- _WORK INSTRUCTIONS_: Rescale the lines from the one containing "[mark] the chevrolet" through the end of the records, and give only those lines again, requests included. Multiply every x and y point coordinate in the answers by 1.75 and round to whole numbers, with halves rounded up.

- _EXCERPTED RECORDS_:
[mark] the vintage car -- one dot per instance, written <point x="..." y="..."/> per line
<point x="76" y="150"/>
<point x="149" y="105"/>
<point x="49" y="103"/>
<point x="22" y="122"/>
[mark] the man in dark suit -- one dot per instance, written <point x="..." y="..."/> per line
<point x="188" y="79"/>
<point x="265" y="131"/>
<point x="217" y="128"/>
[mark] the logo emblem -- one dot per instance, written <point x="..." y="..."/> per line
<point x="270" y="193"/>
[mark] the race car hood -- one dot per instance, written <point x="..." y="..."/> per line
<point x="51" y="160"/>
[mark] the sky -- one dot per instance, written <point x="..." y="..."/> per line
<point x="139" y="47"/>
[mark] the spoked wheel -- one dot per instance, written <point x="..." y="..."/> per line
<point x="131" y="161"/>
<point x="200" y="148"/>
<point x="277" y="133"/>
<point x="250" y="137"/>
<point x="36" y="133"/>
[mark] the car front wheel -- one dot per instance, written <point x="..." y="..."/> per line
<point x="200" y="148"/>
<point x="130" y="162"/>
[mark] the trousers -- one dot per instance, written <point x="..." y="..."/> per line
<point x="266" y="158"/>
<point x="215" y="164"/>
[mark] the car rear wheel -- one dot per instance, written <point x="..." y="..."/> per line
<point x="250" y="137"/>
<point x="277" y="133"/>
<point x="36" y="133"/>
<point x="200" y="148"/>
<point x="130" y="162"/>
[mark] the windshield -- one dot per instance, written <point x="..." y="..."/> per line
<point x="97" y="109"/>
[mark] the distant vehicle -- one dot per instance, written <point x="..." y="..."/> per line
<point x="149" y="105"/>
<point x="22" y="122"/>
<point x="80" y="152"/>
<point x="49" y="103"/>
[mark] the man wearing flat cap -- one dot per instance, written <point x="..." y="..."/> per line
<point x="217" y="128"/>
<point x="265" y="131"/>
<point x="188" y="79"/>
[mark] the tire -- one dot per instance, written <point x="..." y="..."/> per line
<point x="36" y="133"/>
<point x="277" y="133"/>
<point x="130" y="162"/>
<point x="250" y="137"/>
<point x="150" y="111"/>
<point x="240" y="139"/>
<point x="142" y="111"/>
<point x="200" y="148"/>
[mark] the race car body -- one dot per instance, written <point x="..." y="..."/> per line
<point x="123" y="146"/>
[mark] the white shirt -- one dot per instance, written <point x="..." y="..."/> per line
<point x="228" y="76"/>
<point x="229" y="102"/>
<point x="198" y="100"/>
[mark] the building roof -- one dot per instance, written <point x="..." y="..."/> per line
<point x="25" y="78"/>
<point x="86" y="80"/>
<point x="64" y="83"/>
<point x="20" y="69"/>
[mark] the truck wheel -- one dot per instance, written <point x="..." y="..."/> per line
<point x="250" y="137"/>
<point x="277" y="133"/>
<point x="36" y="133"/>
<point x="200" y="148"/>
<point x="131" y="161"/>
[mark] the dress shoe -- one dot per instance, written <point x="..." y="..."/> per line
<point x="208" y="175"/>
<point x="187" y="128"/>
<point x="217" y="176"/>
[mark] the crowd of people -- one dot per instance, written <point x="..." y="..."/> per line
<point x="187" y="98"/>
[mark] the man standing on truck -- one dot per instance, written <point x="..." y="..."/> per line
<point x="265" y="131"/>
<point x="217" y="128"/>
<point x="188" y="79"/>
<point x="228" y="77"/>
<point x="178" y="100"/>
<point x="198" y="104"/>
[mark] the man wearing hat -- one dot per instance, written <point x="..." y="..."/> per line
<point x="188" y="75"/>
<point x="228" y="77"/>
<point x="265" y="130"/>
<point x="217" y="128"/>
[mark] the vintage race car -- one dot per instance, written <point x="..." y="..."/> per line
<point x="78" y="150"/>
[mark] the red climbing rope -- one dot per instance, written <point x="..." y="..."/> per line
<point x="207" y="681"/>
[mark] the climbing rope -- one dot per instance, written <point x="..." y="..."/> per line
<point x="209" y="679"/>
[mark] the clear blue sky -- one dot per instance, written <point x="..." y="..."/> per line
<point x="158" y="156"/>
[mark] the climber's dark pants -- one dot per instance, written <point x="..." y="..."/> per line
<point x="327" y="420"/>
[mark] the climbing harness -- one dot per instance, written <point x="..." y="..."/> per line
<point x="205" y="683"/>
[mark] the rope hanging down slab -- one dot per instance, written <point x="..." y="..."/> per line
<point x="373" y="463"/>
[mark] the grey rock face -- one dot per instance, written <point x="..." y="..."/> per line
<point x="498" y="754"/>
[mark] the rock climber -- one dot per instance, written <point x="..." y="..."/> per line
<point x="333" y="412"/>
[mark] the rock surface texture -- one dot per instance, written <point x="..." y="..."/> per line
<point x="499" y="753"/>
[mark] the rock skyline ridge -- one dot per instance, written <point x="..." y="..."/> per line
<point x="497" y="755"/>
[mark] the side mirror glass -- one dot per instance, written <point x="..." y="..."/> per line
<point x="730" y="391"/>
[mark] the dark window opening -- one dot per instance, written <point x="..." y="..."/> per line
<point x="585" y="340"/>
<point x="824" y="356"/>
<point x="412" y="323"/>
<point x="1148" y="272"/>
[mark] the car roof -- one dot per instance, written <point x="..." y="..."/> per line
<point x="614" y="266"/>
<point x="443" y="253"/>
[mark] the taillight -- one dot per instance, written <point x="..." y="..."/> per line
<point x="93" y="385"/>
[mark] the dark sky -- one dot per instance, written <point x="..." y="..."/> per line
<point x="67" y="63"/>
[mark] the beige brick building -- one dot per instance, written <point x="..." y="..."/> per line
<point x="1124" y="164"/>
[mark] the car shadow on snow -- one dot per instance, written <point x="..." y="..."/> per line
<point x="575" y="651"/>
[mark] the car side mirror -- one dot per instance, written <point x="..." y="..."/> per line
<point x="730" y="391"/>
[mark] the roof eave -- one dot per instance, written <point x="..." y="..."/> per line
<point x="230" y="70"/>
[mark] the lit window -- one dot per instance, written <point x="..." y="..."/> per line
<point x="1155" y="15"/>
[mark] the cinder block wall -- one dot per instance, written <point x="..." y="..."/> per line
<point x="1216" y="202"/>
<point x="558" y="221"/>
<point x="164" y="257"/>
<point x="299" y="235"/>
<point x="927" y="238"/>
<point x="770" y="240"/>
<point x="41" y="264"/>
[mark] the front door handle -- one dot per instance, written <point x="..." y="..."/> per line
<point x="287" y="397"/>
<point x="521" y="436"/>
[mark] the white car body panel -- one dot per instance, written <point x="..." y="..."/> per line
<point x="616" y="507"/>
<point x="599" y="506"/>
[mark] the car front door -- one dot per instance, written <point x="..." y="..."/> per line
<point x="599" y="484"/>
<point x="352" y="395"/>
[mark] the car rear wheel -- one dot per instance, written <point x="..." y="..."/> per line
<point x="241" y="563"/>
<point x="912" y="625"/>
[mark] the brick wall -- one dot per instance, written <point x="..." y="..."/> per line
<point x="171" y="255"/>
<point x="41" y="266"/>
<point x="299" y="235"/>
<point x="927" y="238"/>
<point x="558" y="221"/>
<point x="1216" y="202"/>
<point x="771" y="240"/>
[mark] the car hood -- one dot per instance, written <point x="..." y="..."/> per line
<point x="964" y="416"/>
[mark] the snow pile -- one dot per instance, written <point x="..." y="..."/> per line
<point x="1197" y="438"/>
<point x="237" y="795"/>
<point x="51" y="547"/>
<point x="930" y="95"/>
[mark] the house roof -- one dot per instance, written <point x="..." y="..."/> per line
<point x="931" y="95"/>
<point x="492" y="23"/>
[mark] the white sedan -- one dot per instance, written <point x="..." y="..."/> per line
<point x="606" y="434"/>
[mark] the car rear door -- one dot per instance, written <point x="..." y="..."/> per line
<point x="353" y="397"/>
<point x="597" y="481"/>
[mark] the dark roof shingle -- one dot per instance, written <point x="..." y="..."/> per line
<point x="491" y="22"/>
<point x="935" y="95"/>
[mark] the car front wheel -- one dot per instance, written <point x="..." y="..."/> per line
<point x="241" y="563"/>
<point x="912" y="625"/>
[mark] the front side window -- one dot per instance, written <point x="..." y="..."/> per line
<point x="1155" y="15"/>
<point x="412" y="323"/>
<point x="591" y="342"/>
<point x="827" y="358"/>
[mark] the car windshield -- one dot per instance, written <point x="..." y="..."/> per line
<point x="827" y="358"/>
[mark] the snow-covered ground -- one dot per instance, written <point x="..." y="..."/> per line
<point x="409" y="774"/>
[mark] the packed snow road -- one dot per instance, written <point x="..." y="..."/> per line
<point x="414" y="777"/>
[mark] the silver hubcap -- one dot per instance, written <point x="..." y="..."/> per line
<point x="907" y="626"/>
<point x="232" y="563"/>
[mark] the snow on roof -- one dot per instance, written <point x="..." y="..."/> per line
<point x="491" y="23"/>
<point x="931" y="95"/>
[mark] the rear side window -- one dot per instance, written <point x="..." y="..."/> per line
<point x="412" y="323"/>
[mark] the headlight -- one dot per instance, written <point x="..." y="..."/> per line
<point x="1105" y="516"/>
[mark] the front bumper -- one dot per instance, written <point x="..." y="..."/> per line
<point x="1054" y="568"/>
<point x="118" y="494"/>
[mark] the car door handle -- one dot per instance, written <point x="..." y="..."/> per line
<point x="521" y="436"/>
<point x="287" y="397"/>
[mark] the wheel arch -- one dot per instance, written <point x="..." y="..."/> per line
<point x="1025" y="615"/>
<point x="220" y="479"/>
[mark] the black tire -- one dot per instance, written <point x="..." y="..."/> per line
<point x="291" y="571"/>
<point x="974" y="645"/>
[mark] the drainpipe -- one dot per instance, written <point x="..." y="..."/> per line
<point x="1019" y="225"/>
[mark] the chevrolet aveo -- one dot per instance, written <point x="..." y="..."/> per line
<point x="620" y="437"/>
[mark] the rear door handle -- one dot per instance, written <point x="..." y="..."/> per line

- _RESULT OF THIS EXERCISE_:
[mark] the chevrolet aveo -- one dot per instance, written <point x="..." y="..."/> per line
<point x="1085" y="765"/>
[mark] the rear door handle -- one dot per instance, written <point x="..." y="..."/> per line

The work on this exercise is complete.